• Data to use

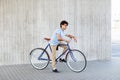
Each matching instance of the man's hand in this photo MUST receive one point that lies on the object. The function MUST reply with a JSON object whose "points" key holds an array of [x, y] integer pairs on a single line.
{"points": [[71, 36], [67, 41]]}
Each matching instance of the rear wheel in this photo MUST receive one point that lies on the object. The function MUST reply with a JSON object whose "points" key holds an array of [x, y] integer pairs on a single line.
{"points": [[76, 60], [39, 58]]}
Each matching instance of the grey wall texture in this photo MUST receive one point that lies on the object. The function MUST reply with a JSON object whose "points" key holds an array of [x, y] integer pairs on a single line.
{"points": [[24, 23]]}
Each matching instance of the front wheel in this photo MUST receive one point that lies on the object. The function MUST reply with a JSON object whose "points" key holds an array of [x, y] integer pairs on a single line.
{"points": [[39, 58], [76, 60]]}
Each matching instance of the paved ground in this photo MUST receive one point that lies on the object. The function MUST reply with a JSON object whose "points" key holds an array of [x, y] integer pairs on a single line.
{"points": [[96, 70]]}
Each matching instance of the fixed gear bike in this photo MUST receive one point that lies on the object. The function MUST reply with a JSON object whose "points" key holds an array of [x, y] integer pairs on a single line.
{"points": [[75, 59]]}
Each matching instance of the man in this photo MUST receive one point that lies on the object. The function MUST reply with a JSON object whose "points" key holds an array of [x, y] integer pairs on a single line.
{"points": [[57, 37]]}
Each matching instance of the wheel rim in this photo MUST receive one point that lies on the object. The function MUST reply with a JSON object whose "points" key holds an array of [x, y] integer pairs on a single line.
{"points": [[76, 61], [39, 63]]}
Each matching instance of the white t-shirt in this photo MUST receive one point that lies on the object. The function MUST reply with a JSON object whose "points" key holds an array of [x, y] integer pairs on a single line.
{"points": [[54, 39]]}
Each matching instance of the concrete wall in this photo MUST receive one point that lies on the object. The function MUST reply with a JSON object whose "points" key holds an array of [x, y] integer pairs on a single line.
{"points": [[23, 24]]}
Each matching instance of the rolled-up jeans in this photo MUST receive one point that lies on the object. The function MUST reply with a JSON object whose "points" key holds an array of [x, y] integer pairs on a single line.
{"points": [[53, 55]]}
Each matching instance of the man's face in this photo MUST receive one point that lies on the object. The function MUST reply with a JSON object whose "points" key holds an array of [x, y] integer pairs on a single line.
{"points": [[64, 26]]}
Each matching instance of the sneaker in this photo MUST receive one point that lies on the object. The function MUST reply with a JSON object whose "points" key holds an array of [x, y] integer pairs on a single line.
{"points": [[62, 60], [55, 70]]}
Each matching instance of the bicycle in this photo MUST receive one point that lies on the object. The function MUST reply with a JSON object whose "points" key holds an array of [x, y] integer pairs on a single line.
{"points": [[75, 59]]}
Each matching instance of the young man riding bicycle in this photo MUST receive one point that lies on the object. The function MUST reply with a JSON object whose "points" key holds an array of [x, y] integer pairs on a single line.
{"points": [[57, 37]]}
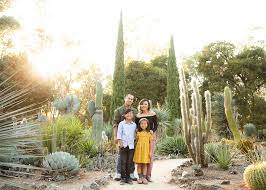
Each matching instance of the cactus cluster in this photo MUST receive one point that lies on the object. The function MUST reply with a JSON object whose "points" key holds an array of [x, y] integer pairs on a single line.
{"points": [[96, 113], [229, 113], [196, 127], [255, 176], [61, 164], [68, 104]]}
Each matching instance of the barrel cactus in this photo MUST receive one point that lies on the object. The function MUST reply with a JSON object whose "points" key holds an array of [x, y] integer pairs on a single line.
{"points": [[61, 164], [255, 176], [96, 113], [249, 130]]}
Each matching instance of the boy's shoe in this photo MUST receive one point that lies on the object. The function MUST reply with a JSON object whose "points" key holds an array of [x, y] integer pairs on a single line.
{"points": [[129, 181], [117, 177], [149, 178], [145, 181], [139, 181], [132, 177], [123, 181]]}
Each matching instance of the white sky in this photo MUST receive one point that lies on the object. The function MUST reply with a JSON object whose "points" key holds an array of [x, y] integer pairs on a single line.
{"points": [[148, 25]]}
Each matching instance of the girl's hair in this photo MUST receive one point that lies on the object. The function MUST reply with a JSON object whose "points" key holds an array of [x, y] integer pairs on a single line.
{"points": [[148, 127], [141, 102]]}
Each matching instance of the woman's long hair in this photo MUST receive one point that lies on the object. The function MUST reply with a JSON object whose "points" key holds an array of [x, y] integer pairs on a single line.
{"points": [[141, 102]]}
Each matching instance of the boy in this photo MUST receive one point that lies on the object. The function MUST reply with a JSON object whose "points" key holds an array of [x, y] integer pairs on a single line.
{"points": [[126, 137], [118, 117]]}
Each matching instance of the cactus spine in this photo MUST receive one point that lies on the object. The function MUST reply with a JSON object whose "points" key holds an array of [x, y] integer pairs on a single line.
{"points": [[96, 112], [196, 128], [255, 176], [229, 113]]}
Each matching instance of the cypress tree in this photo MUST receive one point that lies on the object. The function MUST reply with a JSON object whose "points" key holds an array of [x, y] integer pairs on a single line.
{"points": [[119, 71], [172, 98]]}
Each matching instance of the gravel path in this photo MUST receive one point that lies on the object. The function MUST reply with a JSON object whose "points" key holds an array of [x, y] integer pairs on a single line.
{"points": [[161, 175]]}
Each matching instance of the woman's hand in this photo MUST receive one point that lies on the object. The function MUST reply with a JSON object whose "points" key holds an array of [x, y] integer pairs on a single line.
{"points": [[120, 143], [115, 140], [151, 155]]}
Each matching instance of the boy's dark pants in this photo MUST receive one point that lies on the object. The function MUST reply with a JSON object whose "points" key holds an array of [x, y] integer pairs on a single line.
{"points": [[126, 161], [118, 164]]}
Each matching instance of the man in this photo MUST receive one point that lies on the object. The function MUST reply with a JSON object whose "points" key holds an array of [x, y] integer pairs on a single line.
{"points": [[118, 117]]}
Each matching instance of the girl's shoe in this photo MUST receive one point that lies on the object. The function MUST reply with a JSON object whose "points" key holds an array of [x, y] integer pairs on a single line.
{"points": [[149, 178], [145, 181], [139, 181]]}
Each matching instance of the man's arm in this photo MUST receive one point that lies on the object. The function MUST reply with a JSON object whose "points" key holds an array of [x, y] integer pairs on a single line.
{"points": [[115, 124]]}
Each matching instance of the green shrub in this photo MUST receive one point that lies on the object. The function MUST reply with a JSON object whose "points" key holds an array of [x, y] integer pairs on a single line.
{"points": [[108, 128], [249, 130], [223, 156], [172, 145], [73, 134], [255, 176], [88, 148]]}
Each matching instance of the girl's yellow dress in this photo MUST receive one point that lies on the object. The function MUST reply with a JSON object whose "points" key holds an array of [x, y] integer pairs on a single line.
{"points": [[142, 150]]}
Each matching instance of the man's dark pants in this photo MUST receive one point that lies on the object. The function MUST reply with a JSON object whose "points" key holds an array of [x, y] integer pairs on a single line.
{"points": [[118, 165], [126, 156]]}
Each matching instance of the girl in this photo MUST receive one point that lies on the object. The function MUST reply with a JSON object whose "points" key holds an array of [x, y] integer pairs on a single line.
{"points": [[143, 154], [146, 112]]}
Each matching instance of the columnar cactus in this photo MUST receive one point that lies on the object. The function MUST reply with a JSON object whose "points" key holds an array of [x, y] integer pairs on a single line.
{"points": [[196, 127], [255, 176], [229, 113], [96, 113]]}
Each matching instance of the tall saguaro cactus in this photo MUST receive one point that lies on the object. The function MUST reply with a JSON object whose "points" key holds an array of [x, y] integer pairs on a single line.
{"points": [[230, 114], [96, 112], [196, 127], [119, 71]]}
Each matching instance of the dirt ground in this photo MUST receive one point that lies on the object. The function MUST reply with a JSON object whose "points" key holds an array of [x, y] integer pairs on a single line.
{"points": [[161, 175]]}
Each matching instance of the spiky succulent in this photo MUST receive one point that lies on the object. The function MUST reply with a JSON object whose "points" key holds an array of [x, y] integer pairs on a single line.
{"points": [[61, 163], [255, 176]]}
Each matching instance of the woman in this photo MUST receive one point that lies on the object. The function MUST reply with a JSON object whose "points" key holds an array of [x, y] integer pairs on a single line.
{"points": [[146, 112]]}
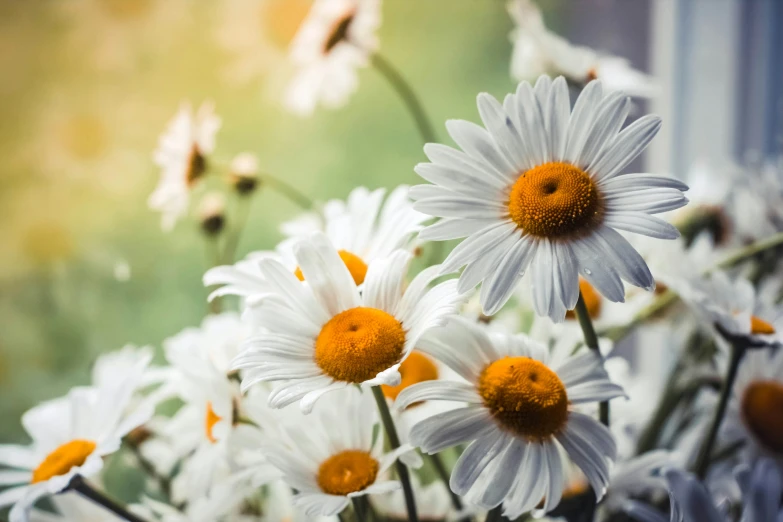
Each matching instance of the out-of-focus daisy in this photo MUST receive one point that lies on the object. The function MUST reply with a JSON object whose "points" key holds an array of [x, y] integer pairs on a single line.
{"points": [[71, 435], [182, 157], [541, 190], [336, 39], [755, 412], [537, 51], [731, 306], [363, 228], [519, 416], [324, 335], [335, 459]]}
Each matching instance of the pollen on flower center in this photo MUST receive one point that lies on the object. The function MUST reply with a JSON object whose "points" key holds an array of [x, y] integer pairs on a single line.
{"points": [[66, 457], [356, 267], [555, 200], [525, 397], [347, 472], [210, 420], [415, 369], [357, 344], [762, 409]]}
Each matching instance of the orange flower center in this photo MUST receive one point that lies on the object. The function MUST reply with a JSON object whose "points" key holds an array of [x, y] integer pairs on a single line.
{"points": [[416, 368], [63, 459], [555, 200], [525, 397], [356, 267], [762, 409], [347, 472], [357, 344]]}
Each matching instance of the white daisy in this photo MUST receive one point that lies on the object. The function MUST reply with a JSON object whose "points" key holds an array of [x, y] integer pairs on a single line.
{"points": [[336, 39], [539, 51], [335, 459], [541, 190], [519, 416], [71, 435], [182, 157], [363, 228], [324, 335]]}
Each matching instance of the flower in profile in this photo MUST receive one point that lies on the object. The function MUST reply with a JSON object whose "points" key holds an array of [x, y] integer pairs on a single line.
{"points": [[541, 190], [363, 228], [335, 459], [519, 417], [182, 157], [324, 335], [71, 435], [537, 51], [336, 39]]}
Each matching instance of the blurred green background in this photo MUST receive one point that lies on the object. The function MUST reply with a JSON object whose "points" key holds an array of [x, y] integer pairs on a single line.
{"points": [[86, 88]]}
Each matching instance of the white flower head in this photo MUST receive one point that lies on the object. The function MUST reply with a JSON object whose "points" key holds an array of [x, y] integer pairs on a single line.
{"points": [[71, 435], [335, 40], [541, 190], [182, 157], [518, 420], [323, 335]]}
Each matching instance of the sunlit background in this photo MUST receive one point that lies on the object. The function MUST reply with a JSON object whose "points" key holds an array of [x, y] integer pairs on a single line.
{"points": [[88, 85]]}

• Required task
Set down, word for word, every line from the line that holds "Each matching instance of the flower" to the end of the entries above, including both ends.

• Finished task
Each matching instance of the flower in profile in this photo MUST receive one point that lies on the object. The function MUST reply with a JSON object whose "points" key holds an array of [x, y] integer pairs on a single line.
{"points": [[541, 190], [363, 228], [335, 459], [519, 417], [182, 157], [324, 335], [71, 435], [537, 51], [336, 39]]}
Each matching instance of the blurred green background in this photo MUST receive one point that lies on the object. The function MUST reply with a JSON object whose "points" key holds an array of [x, y] integer pairs on a single line.
{"points": [[86, 88]]}
Each matching instance of the white flower head in this photo MUST receive one point that lies on the object. The function MUST reply with a JSON object whose "points" key holds an array of [x, y] integer pairs on a single line.
{"points": [[71, 435], [335, 40], [541, 190], [182, 157], [518, 420], [323, 335]]}
Each matching instance of the sunlit background in this photo MUST receive one point that lies on the object. The function MUST reply with a JSON object whose "points" key holds an array of [x, y] integer pairs on a single line.
{"points": [[88, 85]]}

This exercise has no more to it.